Please rewrite all of the rows below, keeping every text line unchanged and shifting each point coordinate in the answers by adding 126 to both of its numbers. Omit the pictures.

[Rows from a dataset]
(begin)

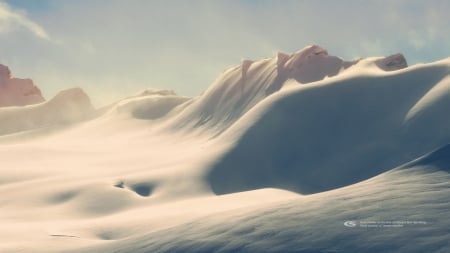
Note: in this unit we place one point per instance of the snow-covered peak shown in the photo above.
(17, 91)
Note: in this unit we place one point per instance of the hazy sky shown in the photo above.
(114, 48)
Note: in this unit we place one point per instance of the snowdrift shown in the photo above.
(68, 106)
(413, 193)
(326, 135)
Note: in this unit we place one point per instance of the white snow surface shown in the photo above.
(275, 156)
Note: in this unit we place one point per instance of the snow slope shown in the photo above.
(68, 106)
(16, 91)
(274, 157)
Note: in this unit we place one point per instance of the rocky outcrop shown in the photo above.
(17, 91)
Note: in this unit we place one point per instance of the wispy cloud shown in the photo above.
(118, 47)
(11, 19)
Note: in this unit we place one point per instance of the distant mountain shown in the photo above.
(16, 91)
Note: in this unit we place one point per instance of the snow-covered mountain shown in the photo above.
(16, 91)
(297, 153)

(end)

*OUTPUT BELOW:*
Note: in this unit we place one point per instance of the snow-covered peak shown in the photo above.
(143, 217)
Note: in this unit we place one point per instance of the hazy sky shown in the photo above.
(240, 174)
Note: in this unit we place one point per instance of the snowdrift shown in the photo above.
(194, 232)
(539, 319)
(452, 261)
Note: in this unit we place one point per instance of the white snow surface shown in the photo above.
(401, 282)
Note: in this unit we place one point per instance of the snow slope shown in the photo above.
(194, 232)
(142, 217)
(400, 283)
Note: in this unit we place one point per instance of the rocky outcrop shown in the photo above.
(143, 217)
Note: in this unit we place one point per instance of the wispy cloud shown in the photo above.
(244, 173)
(137, 145)
Note: in this unit we place one point per instance of the distant mountain shown in the photo above.
(142, 217)
Note: in this unit we place one point per instance of the snow-covered mountain shown in the photo above.
(142, 217)
(423, 279)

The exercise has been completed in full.